REDISCOVERING ALICE:  I have been a devoted Alice Walker  fan for more than 20 years. I have a note from her tucked inside my first edition of The Color Purple after she read some of my poetry and regretted that her small press was going out of business and she couldn't publish them. Hell, the fact that ALICE WALKER even read my poetry is a thrill beyond words. When you get to interact with a literary idol in even the smallest way, it buoys you (well, me at least) and makes me strive to do better.

I clearly remember marching into my local library in the early 1980s after The Color Purple was published and bringing it to the check out desk. My mother was forever running interference for me at the library, as the librarian always questioned the wisdom of letting someone so young check out "dirty" books. I always wanted to check out books on my own card, not have mom do it for me...that defeated the purpose. Mom stood behind me and said I read way beyond my age level and stared down the librarian until she stamped the book in my name. My Mom can be a crazy woman sometimes, but she understood and appreciated literature and instilled that love in me. I had read Judy Blume, Erica Jong, John Irving, Truman Capote, Tennessee Williams while I was still in junior high. Alice Walker would open my eyes to the world of black writers. If you were to look at my book collection (which is huge) you would see all of Alice's book, every book by Toni Morrison, Gloria Naylor, Rita Dove, Langston Hughes, Terry McMillan and the great Zora Neale Hurston.

The Color Purple is one of the reasons I became a writer. Those spare, simple letters from Celie  to God still make me weep and want to sing with joy. When the film came out in 1986, my Mom, Dad and I were the only white people in the theater. I think my parents were nervous, but I was overjoyed. When Shug Avery launched into Maybe God Is Trying To Tell You Something, the audience in the theater was on its feet, dancing in the aisles, and  my little white ass was up and dancing with them. I don't do religion (the organized kind), but there was definitely a higher power working in that theater and on me...leading me to this place in time.

Yesterday, Susan Booth (artistic director for the Alliance Theatre) sent over a guest column that is going to run in the next issue of the magazine I edit, Atlanta Intown. The Alliance is world premiering the musical of The Color Purple. Susan began her column with a quote from one of my favorite Walker poems, How Poems Are Made: A Discredited View from her brilliant collection Horses Make A Landscape Look More Beautiful.
========
## WHAT THIS EXERCISE ASKS
[1] Answer these questions from the post about Alice Walker:
(a) What is the name of the magazine the writer edits?
(b) In what year did the film of The Color Purple come out?
(c) Which Walker poem does Susan Booth quote at the start of her column?
[2] Please continue the post about Alice Walker, picking up after its last sentence.
The material after this post about Alice Walker is not needed.

## Stored data entries
========
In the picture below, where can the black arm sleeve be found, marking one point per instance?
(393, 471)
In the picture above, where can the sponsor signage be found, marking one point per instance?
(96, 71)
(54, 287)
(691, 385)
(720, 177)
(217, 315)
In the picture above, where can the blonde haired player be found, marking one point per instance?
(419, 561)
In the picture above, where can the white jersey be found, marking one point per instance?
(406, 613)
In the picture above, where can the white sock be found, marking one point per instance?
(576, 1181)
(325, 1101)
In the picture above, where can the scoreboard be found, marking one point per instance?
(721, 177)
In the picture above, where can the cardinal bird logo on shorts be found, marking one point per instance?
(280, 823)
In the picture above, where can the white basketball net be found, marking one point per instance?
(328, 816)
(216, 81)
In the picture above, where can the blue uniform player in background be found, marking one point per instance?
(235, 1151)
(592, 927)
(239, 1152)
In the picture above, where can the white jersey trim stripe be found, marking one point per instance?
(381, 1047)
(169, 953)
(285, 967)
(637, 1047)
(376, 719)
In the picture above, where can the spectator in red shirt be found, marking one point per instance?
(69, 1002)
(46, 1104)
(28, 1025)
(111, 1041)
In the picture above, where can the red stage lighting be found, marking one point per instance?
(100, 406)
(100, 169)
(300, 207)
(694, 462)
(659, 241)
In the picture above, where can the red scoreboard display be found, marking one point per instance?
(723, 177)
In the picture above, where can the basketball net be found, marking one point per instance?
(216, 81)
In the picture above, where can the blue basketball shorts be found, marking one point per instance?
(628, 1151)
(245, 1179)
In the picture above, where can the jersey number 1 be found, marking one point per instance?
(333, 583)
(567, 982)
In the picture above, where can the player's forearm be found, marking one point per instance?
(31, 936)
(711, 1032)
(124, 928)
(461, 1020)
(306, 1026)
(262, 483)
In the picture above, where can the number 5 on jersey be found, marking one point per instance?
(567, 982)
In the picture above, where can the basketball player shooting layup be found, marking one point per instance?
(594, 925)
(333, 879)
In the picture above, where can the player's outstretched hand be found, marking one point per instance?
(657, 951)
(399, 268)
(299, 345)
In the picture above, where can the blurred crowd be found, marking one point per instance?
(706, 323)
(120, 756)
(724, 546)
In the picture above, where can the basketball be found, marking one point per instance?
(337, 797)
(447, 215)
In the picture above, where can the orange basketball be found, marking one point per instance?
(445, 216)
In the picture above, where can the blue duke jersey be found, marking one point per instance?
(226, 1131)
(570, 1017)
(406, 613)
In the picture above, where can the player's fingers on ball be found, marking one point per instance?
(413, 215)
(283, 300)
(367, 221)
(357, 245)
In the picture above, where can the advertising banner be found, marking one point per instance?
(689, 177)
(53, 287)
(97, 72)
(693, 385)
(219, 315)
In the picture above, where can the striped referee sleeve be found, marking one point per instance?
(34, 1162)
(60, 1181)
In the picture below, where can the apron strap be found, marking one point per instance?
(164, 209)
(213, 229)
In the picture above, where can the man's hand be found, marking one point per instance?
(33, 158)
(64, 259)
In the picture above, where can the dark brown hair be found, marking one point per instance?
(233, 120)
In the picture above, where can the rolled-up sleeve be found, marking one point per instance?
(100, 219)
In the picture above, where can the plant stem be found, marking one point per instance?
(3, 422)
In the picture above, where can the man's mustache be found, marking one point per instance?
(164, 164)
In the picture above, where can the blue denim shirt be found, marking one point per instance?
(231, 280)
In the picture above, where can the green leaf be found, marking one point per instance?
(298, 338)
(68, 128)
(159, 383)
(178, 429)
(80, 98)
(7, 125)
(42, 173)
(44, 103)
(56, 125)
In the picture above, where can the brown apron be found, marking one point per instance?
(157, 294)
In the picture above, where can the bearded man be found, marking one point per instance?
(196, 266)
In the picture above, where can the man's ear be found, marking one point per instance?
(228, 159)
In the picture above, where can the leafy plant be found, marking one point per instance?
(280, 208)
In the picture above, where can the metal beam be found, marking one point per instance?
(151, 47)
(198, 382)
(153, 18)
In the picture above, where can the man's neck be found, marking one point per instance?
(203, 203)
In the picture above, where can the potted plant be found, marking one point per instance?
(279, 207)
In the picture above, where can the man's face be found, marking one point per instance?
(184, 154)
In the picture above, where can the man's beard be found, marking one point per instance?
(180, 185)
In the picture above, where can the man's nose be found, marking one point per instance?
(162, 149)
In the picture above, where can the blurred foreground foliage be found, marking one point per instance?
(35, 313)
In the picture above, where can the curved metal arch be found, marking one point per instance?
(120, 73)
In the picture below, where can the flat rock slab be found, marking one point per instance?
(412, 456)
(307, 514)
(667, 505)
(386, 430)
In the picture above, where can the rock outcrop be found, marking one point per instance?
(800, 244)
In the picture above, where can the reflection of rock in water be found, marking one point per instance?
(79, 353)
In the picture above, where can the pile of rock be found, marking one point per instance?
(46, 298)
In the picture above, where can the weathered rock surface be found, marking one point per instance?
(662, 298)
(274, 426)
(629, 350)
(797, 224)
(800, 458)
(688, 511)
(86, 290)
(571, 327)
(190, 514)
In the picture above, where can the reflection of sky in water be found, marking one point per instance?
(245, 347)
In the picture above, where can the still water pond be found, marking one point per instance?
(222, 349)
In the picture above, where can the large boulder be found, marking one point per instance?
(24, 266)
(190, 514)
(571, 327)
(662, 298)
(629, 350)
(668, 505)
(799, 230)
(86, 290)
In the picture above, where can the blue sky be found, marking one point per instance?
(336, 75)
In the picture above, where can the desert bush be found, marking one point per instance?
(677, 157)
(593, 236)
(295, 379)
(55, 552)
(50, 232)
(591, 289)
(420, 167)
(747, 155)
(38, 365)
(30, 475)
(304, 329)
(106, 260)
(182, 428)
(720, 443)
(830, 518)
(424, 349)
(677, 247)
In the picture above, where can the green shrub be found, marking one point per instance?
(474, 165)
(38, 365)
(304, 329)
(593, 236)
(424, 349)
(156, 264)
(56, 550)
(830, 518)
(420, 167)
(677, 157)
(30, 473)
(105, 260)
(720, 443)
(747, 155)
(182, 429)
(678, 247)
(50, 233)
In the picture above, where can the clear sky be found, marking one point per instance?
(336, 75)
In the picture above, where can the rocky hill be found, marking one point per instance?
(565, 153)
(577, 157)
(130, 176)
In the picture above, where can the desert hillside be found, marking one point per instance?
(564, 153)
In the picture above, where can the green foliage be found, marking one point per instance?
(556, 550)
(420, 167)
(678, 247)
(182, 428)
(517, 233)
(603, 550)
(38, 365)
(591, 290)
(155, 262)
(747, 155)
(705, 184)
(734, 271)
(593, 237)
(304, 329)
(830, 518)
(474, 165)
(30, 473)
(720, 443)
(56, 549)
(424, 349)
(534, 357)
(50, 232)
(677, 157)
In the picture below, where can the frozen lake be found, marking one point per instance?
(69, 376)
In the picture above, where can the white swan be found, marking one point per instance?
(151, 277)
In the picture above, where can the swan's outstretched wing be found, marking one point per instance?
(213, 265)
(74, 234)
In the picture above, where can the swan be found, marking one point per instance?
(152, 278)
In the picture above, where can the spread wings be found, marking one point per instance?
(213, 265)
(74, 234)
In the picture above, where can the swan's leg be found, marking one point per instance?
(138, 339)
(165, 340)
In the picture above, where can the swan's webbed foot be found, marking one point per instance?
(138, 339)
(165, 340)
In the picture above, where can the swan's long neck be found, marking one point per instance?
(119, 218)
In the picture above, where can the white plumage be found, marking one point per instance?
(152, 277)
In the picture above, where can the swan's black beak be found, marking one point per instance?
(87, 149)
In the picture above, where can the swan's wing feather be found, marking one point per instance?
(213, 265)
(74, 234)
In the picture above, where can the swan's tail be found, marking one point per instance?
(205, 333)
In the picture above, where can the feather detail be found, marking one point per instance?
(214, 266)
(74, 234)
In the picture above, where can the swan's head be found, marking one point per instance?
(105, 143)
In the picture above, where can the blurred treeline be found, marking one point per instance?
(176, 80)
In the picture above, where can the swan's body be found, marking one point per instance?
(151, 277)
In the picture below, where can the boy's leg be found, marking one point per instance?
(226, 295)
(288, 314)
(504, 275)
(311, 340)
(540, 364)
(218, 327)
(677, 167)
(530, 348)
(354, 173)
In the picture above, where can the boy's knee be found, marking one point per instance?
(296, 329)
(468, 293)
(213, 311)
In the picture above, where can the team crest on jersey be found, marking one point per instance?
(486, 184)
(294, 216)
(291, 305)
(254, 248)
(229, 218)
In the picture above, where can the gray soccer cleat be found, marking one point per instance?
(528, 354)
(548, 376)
========
## ANSWERS BY TASK
[1]
(a) Atlanta Intown
(b) 1986
(c) How Poems Are Made: A Discredited View

[2]
 
I know how poems are made.
 
There is a place the loss must go.
There is a place the gain must go.
The leftover love.
 
Susan didn't fill her column wining about the long hours of bringing the show to stage and the myriad of other hells a director goes through, she talked about how Alice Walker was a touchstone throughout her life. Thanks for reminding me, Susan. That snippet of poetry has been one of my touchstones, the reason I can put my life on paper for the masses. The reason I can write words on this Blog that the whole world can read.

Tonight, I am going to finish the final read-through of my novel, Conquering Venus. I am going to add another poem that I discovered by accident. The main character, Martin, is a poet in Paris and the novel is filled with his work. Someone asked me the other day how I could snap out of poetry mode into novel mode so quickly after all the work and promotion for Better To Travel. For me, the novel is the next logical step. BTT, in my mind, is the prequel to Conquering Venus - how the poems came into being. The leftover love.
 






Comments

BLUE said…
You work this, HBW! You truly raised the bar with this blog entry. I, too, am an Alice fan ... though I'm not really keen on all of her poetry (We'll talk about that later), I think she has one of the most poignant fiction writers and essayists of our time. "In Search Of Our Mothers' Gardens" is indeed a gem. And the short story collections, "In Love and In Trouble" and "You Can't Keep a Good Woman Down" are remarkable. I lol at the image of you and your mother, the checkout mafia at your library, ensuring that you would be fed in this way. Knowledge gained through books can be a feared thing. Remind me to tell you the story about how I got on an elevator when I was in high school with very scared-looking white doctors at a hospital while I was reading a copy of Langston Hughes' "The Ways of White Folks" ... I was laughing out loud at both the text and their fear.